**Your goal**
Would it be possible to quote, exactly and in full, the lines from the one with "Could you please point to the cluster" through the end of the entries below?

►

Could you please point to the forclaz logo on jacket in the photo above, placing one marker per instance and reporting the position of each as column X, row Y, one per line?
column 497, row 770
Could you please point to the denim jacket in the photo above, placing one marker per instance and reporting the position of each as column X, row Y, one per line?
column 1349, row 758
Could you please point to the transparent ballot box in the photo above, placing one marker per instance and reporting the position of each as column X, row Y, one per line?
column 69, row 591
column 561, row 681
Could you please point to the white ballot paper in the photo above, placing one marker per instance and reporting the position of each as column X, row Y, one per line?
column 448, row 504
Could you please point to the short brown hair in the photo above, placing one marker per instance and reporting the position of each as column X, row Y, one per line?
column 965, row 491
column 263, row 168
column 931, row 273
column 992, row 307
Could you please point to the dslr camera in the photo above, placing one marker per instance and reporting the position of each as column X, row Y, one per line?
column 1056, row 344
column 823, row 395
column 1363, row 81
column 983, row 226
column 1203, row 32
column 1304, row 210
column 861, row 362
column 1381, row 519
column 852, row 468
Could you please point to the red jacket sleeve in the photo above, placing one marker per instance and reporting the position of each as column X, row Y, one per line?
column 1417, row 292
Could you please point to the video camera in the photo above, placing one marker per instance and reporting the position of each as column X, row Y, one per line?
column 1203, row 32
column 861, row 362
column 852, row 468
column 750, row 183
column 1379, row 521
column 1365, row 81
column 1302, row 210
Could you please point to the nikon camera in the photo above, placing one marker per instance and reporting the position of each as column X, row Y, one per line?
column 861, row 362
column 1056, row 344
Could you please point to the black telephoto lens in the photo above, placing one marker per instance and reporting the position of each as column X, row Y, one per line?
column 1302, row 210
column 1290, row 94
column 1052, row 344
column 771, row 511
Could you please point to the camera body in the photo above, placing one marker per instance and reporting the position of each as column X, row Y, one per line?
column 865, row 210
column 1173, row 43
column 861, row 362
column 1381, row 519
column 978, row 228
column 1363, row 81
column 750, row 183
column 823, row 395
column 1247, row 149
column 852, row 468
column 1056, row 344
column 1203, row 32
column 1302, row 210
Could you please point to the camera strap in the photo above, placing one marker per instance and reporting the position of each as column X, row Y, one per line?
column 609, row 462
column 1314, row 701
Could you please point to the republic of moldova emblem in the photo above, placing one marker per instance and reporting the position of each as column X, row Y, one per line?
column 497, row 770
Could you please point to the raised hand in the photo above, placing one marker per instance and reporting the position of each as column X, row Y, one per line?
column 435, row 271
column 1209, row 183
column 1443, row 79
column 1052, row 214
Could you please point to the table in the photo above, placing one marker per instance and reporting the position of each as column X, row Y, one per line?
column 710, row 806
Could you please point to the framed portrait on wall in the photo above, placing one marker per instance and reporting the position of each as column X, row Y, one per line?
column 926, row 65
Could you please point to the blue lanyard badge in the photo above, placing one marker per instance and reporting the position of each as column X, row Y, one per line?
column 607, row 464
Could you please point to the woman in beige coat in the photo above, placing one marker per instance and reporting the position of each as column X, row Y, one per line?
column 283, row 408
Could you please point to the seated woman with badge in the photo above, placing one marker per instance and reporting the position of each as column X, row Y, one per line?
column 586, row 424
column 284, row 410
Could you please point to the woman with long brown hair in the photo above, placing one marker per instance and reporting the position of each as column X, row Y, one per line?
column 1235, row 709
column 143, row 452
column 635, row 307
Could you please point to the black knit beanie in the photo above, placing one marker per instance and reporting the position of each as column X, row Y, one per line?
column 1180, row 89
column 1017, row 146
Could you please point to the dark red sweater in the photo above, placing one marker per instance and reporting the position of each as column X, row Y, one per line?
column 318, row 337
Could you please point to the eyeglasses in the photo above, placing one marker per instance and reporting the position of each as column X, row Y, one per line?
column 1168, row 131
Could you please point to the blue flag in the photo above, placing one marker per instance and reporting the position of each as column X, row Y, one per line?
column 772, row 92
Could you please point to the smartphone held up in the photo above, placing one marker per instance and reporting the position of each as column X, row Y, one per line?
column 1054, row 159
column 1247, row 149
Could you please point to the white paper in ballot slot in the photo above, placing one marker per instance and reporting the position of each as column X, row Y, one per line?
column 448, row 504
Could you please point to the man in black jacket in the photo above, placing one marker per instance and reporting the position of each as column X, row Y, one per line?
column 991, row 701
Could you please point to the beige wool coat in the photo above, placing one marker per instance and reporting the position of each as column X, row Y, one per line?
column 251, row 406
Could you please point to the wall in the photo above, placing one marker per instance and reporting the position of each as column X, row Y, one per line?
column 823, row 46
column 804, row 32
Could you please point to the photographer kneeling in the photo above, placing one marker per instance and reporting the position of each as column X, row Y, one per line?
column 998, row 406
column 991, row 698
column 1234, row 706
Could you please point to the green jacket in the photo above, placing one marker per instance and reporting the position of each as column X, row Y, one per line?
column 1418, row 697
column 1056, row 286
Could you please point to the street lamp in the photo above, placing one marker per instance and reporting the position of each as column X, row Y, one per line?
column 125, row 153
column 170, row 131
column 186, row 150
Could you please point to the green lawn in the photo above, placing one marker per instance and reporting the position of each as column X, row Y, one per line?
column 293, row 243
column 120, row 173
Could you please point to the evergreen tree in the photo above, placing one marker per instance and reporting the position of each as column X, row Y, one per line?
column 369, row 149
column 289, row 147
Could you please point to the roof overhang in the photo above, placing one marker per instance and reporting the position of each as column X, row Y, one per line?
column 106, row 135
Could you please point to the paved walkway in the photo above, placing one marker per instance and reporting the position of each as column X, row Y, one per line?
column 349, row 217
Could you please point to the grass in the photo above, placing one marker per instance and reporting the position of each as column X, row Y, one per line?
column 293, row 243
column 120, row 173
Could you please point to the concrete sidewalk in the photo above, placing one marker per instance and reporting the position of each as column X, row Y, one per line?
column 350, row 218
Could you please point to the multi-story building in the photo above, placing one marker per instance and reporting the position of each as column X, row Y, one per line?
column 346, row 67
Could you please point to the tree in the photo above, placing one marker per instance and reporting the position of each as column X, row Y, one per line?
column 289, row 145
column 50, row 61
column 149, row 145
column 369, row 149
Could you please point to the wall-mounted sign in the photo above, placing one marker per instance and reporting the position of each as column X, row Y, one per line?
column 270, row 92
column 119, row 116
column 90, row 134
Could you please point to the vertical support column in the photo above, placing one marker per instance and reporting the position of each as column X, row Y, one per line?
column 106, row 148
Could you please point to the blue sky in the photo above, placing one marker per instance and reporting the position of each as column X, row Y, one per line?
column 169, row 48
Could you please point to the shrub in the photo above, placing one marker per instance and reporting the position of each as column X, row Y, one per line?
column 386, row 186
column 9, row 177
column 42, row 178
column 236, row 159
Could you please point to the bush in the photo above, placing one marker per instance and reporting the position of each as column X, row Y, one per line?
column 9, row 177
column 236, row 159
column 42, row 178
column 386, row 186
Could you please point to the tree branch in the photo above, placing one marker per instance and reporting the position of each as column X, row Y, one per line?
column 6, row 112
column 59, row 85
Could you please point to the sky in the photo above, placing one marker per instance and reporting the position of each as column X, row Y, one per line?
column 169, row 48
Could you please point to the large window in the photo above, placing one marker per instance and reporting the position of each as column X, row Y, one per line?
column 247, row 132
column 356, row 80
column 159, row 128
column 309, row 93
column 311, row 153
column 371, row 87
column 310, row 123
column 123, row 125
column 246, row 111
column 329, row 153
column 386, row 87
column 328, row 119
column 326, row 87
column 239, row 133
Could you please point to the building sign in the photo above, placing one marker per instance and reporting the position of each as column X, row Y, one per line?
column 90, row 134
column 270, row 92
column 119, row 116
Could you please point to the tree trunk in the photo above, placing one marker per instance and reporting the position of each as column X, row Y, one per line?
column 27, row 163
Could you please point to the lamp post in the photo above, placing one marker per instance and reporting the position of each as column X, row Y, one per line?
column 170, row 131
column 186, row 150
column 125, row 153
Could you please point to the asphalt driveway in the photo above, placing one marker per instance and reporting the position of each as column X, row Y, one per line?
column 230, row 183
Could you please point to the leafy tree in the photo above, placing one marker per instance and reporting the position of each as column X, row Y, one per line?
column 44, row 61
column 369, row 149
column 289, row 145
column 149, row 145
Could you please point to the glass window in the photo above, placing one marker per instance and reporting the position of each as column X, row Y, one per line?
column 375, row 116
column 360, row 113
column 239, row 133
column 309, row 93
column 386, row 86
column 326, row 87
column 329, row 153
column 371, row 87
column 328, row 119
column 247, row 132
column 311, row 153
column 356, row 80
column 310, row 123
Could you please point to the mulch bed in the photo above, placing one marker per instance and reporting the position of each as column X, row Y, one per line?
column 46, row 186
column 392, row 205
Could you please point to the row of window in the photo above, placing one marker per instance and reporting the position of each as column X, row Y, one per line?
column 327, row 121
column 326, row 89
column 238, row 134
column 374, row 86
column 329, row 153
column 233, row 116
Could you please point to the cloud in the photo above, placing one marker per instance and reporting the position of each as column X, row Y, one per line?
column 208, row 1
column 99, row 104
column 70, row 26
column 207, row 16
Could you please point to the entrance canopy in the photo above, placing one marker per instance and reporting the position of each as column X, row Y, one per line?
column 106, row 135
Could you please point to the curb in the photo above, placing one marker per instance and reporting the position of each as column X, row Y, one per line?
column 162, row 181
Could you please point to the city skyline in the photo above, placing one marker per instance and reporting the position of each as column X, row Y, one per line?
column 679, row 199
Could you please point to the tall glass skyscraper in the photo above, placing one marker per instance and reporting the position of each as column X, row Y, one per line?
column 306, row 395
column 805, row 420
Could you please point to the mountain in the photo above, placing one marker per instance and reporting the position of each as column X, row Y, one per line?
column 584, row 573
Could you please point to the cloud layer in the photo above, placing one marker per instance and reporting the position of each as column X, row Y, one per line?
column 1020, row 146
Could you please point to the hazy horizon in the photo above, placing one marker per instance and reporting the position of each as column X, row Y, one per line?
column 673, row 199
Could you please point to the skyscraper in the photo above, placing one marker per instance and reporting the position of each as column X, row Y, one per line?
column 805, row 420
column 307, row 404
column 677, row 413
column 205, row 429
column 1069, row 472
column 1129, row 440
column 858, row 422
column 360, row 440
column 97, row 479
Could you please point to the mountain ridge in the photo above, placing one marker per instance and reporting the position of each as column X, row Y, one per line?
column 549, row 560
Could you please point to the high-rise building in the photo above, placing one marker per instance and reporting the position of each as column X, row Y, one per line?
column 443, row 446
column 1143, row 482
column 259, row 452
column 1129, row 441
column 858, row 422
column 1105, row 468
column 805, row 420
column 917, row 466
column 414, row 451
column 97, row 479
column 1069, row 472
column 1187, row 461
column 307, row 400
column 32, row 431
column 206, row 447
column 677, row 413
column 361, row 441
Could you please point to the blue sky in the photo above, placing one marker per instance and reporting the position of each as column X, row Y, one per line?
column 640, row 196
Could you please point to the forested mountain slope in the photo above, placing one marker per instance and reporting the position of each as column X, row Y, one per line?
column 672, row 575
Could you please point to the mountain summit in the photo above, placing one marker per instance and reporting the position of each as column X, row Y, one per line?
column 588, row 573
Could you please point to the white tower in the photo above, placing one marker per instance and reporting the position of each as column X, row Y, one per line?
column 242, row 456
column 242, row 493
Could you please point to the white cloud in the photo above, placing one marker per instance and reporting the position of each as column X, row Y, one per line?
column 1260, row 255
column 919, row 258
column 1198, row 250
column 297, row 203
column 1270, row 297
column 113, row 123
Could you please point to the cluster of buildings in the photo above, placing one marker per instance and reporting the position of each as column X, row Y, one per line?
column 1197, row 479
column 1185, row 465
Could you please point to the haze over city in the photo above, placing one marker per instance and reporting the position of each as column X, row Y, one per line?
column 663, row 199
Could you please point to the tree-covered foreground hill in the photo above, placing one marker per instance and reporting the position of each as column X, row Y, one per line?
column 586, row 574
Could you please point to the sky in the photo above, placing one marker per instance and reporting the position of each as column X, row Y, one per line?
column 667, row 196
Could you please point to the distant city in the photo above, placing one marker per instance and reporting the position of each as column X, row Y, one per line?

◄

**Output for this exercise**
Could you please point to the cluster of buildings in the photo above, placing one marker per instance and reporting the position of each as column X, row Y, one per line?
column 1197, row 479
column 1185, row 465
Could you please point to the haze over city in the photo above, placing one marker per instance and reporting the position of each as column X, row Y, one per line?
column 663, row 199
Could you please point to the tree-covered foreground hill in the photo above, placing one marker per instance and reporting the position of each as column X, row Y, one per line?
column 586, row 574
Could you please point to the sky in the photo above, placing one marker per instance and reporting the position of each as column X, row Y, one per line?
column 667, row 196
Could you please point to the distant city in the photo above, placing one marker per instance and reporting the position of each as column X, row Y, one per line?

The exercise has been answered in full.